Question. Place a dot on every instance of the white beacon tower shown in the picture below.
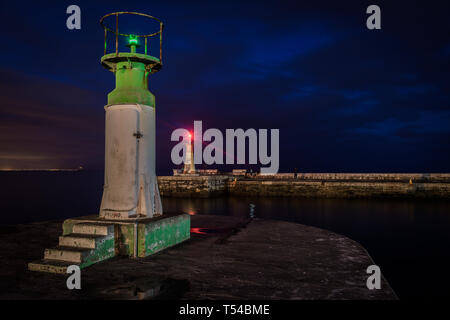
(130, 187)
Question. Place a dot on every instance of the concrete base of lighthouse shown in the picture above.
(91, 239)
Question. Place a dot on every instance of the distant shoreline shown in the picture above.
(20, 170)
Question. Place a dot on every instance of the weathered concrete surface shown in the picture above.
(266, 260)
(311, 185)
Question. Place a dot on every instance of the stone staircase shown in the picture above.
(88, 243)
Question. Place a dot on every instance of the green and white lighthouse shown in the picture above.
(131, 221)
(130, 187)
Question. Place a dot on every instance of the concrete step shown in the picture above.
(93, 228)
(47, 265)
(80, 240)
(68, 254)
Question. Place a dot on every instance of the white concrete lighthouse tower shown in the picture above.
(130, 221)
(130, 187)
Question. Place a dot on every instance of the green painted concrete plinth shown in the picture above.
(91, 239)
(152, 234)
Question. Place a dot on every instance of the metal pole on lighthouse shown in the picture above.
(130, 186)
(189, 165)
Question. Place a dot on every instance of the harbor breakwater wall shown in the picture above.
(309, 185)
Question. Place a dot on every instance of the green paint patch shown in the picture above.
(104, 249)
(162, 233)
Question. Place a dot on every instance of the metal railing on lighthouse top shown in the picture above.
(117, 33)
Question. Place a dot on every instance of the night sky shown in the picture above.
(345, 98)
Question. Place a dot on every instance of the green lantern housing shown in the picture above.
(131, 68)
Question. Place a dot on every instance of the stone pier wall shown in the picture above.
(192, 186)
(323, 185)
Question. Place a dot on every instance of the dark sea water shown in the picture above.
(408, 239)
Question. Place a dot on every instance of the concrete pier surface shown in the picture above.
(226, 258)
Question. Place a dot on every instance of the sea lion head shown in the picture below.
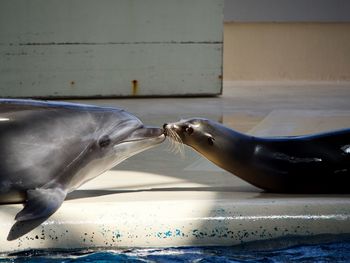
(203, 135)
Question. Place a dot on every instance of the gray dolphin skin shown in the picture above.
(315, 163)
(49, 149)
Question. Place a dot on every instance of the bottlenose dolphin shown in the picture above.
(49, 149)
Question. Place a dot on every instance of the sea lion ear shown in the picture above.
(210, 139)
(189, 130)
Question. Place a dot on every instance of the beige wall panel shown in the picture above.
(287, 51)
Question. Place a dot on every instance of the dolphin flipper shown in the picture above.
(41, 203)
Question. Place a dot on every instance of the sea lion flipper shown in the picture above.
(41, 203)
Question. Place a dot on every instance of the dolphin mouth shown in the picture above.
(145, 133)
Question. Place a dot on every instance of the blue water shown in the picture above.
(334, 252)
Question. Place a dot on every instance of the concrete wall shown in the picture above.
(80, 48)
(287, 51)
(287, 40)
(287, 11)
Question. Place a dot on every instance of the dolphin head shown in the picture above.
(127, 137)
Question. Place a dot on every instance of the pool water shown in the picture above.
(333, 252)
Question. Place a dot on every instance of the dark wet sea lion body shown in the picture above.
(317, 163)
(49, 149)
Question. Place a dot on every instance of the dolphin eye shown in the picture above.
(189, 130)
(104, 141)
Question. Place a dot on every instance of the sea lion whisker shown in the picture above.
(176, 145)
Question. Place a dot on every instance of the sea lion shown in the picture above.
(49, 149)
(317, 163)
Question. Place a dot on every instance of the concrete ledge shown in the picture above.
(140, 209)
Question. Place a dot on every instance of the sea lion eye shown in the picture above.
(189, 130)
(104, 141)
(211, 140)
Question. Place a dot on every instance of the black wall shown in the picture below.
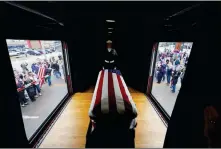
(201, 83)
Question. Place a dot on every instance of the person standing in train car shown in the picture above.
(161, 72)
(36, 83)
(61, 64)
(20, 90)
(110, 57)
(56, 69)
(48, 75)
(168, 71)
(175, 75)
(30, 88)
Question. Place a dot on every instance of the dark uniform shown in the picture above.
(110, 60)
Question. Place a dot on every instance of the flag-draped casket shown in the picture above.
(112, 99)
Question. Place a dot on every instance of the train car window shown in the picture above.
(40, 77)
(170, 62)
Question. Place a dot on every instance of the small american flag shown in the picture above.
(41, 74)
(111, 95)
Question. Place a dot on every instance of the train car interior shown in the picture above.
(110, 74)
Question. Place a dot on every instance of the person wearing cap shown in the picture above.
(110, 56)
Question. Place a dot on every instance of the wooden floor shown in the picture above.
(70, 129)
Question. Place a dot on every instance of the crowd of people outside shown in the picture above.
(171, 66)
(29, 82)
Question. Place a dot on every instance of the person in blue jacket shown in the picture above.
(168, 71)
(175, 76)
(161, 73)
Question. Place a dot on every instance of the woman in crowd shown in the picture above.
(30, 87)
(20, 90)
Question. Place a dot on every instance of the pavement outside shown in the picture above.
(164, 96)
(36, 112)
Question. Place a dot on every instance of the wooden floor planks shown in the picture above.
(70, 129)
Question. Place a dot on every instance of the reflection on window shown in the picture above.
(169, 70)
(39, 74)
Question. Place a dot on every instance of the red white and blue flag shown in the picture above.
(111, 95)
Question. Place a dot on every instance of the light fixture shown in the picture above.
(110, 21)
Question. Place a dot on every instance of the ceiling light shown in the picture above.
(110, 20)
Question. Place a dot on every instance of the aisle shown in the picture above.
(70, 129)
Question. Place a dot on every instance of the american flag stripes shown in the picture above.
(41, 75)
(111, 95)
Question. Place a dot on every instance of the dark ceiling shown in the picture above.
(60, 10)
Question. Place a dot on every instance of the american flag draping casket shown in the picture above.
(111, 96)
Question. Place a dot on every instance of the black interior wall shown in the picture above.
(200, 87)
(86, 42)
(135, 37)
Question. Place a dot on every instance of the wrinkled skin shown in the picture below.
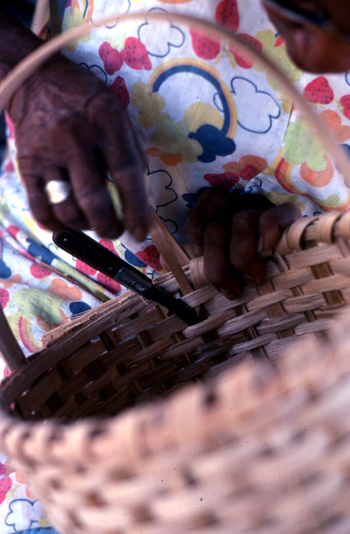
(69, 126)
(231, 230)
(311, 48)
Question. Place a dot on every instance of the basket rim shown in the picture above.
(197, 411)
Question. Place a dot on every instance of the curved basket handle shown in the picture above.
(9, 347)
(28, 66)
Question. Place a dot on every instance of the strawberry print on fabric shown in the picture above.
(205, 46)
(345, 102)
(227, 14)
(135, 54)
(319, 91)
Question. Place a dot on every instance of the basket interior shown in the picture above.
(127, 351)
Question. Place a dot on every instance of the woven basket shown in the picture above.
(259, 444)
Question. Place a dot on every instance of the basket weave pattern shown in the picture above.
(263, 447)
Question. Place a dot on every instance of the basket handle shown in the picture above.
(29, 65)
(9, 347)
(163, 240)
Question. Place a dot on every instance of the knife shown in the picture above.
(100, 258)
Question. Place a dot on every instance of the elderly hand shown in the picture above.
(71, 128)
(230, 230)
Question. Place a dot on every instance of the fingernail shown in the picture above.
(261, 243)
(198, 250)
(139, 233)
(228, 294)
(251, 282)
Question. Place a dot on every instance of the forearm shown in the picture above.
(16, 42)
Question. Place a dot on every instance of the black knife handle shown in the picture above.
(100, 258)
(88, 250)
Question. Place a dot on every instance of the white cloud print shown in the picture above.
(159, 39)
(256, 109)
(23, 514)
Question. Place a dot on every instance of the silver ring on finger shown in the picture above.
(57, 191)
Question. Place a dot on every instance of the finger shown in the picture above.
(217, 266)
(274, 221)
(68, 211)
(126, 166)
(91, 193)
(243, 246)
(38, 202)
(211, 205)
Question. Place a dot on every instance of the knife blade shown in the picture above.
(84, 248)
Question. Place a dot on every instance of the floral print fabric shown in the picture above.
(207, 116)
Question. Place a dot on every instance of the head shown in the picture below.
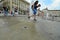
(36, 2)
(39, 5)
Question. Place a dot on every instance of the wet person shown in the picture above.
(5, 10)
(34, 9)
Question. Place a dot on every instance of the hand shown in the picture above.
(39, 5)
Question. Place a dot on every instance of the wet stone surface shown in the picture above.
(21, 28)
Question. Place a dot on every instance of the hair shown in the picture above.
(36, 2)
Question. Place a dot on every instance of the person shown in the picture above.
(5, 10)
(34, 9)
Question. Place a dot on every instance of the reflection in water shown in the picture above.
(17, 28)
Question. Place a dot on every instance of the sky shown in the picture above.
(50, 4)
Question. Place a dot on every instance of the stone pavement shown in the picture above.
(21, 28)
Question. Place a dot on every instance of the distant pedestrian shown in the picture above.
(5, 10)
(34, 9)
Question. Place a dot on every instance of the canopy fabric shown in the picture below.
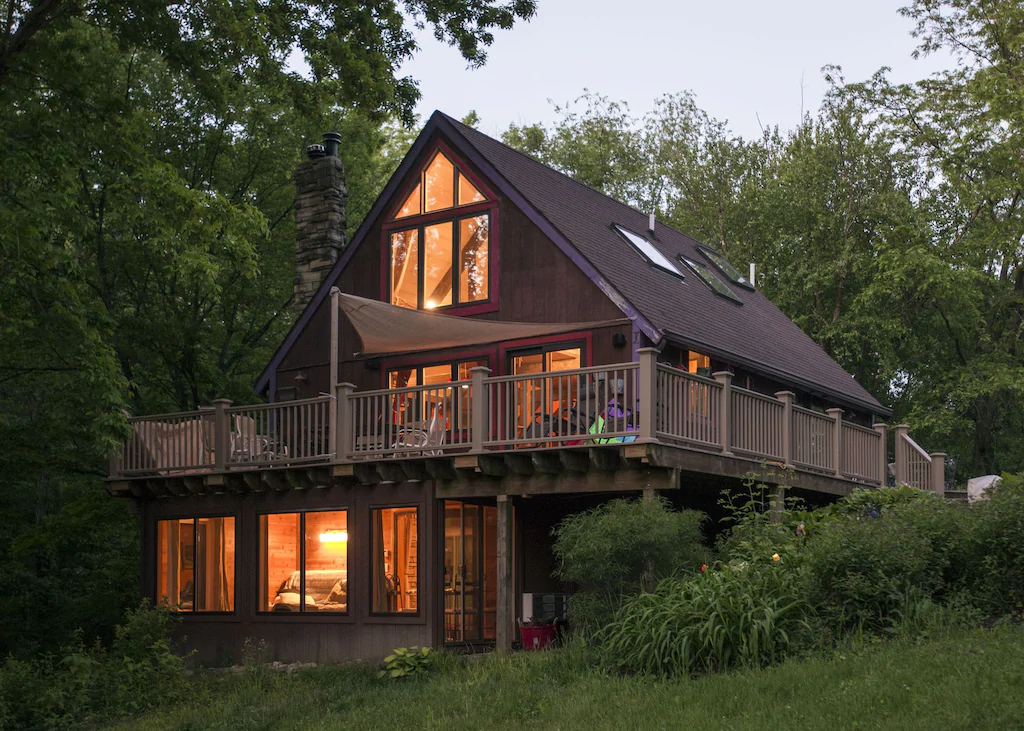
(387, 329)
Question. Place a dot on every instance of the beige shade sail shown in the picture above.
(387, 329)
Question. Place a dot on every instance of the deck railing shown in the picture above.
(642, 402)
(416, 420)
(292, 431)
(598, 404)
(757, 424)
(687, 407)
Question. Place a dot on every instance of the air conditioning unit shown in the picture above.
(542, 606)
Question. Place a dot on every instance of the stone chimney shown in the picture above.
(320, 217)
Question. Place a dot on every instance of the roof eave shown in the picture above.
(841, 399)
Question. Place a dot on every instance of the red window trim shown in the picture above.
(489, 207)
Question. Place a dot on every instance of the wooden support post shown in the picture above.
(506, 594)
(725, 399)
(786, 397)
(937, 478)
(221, 433)
(883, 455)
(333, 377)
(776, 504)
(343, 426)
(648, 394)
(837, 415)
(900, 431)
(479, 410)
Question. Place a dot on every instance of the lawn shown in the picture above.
(969, 680)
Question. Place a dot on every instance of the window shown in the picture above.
(196, 564)
(698, 364)
(456, 414)
(440, 263)
(303, 561)
(395, 559)
(649, 253)
(543, 405)
(709, 278)
(725, 266)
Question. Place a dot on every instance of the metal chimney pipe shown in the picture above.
(331, 142)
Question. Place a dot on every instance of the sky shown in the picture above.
(750, 62)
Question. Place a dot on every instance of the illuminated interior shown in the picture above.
(196, 564)
(395, 561)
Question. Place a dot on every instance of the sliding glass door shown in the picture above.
(470, 569)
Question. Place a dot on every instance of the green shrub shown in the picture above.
(621, 548)
(86, 683)
(735, 615)
(860, 569)
(997, 547)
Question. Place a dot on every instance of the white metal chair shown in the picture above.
(429, 437)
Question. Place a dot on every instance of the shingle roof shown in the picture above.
(756, 334)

┄┄┄┄┄┄┄┄┄┄

Exercise details
Repeat exactly, and only, the lines from the one containing "Question. Place a dot on every instance of the illuminated" through the end of the material.

Completed task
Question. Place a dot on every instance of the illuminated interior shown in the picture above.
(196, 564)
(395, 561)
Question. Place a dot on every instance of the sliding glass door shown in the picture above.
(470, 569)
Question. Place a dot on every instance of the green shrub shown in the picture above.
(621, 548)
(86, 683)
(735, 615)
(860, 569)
(997, 547)
Question. Place a dot on every instance of the white metal chair shown in the picture above.
(429, 437)
Question. Place a dot on every instance of the shingle roof shown in the picture above.
(756, 334)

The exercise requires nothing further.